Quella di sabato 24 ottobre è stata una grande serata. Ancor prima di viverla, già era palpabile il bisogno di ricordarla, un giorno. Non avremmo mai pensato di viaggiare nel tempo – anche se sono giorni in cui tutti cercano di ricordarti che Robert Zemeckis ha fatto materializzare la sua DeLorean proprio nell’ottobre del 2015 –, di poter (ri)vedere gli Scisma suonare live quei pezzi entrati nei meandri del tuo cervello sotto la codifica: “bei tempi, quelli”.
Retromania, nostalgia del non vissuto: così hanno etichettato, a ragione, lo spaccato musicale del nuovo millennio. Una sentenza che suona quasi offensiva nei confronti degli Scisma; anime buone e incontaminate, con il loro pezzetto di musica consegnato alla storia, più o meno seppellita, più o meno scintillante.
Il punto è che la nostra identità invoca tasselli da mettere insieme per ricostruirsi, e volge lo sguardo indietro perché il presente è talmente veloce da essere già passato nel momento preciso in cui lo stai vivendo – altrimenti a cosa servirebbero tutti quegli smartphone alzati in aria per cogliere l’attimo?
Ed eccolo qui il te stesso del futuro mentre passa in rassegna le foto, gli appunti, le cartoline, le lettere e (ovviamente) i biglietti dei concerti passati. Pezzi di te sparsi qua e là da rimettere insieme, che raccontano chi sei. Ed eccoli qua, gli Scisma del futuro a ricomporre i pezzi, a dirci chi sono, a dirci che non è nostalgia, ma solo voglia di “riscrivere un finale”.
Good Morning. Bentrovati.
Abituati come siamo agli orari dei live club nostrani, si finisce per stupirsi della puntualità, quando si presenta. Varcando di corsa la soglia del locale, ci accolgono immediatamente le note spaccacuore di “Good Morning” – la voce è quella di Sara Mazo, e noi stavamo per perderci l’inizio del concerto. Poi il passo aumenta. L’intento è quello di raggiungere il miglior punto d’osservazione possibile, ma veniamo irrimediabilmente avvolti dalla romantica drammaticità di una delle canzoni più belle del repertorio degli Scisma. È l’apertura perfetta ad accoglierci, ad abbracciarci, a cullarci: “Voglio esaudire ogni tuo desiderio profondo e sincero” e le lacrime fanno fatica a non scendere.

Contenuto dell'elenco:
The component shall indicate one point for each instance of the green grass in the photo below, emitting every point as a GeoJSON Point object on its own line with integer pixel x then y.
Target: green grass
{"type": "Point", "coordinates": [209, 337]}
---
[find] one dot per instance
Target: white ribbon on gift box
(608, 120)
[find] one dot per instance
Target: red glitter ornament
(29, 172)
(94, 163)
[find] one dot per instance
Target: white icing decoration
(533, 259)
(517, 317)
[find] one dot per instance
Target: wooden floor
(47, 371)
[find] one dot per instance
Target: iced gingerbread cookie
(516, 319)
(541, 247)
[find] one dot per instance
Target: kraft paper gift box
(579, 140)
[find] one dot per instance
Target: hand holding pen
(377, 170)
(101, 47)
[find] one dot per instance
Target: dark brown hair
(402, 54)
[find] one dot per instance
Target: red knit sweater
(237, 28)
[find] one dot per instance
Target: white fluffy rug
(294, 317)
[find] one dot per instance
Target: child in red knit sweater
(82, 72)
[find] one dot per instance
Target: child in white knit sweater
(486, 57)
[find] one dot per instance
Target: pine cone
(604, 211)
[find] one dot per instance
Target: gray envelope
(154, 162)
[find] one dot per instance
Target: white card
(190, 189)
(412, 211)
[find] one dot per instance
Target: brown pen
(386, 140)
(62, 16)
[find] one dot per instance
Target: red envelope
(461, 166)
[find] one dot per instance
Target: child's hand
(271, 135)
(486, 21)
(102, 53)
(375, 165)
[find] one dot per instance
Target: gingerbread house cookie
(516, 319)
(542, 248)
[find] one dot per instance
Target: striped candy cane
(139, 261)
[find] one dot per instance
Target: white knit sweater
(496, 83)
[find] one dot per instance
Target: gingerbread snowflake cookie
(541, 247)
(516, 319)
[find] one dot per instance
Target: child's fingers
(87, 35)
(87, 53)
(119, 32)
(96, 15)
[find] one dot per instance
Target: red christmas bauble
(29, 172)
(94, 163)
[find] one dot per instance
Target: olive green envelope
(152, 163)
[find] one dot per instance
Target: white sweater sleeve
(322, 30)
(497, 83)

Breve quesito:
Copia senza modifiche il passo della recensione del concerto degli Scisma che va da "Good Morning. Bentrovati." a "a non scendere.". L'elenco non ha alcun ruolo in questo lavoro.

Risultato dell'esercizio:
Good Morning. Bentrovati.
Abituati come siamo agli orari dei live club nostrani, si finisce per stupirsi della puntualità, quando si presenta. Varcando di corsa la soglia del locale, ci accolgono immediatamente le note spaccacuore di “Good Morning” – la voce è quella di Sara Mazo, e noi stavamo per perderci l’inizio del concerto. Poi il passo aumenta. L’intento è quello di raggiungere il miglior punto d’osservazione possibile, ma veniamo irrimediabilmente avvolti dalla romantica drammaticità di una delle canzoni più belle del repertorio degli Scisma. È l’apertura perfetta ad accoglierci, ad abbracciarci, a cullarci: “Voglio esaudire ogni tuo desiderio profondo e sincero” e le lacrime fanno fatica a non scendere.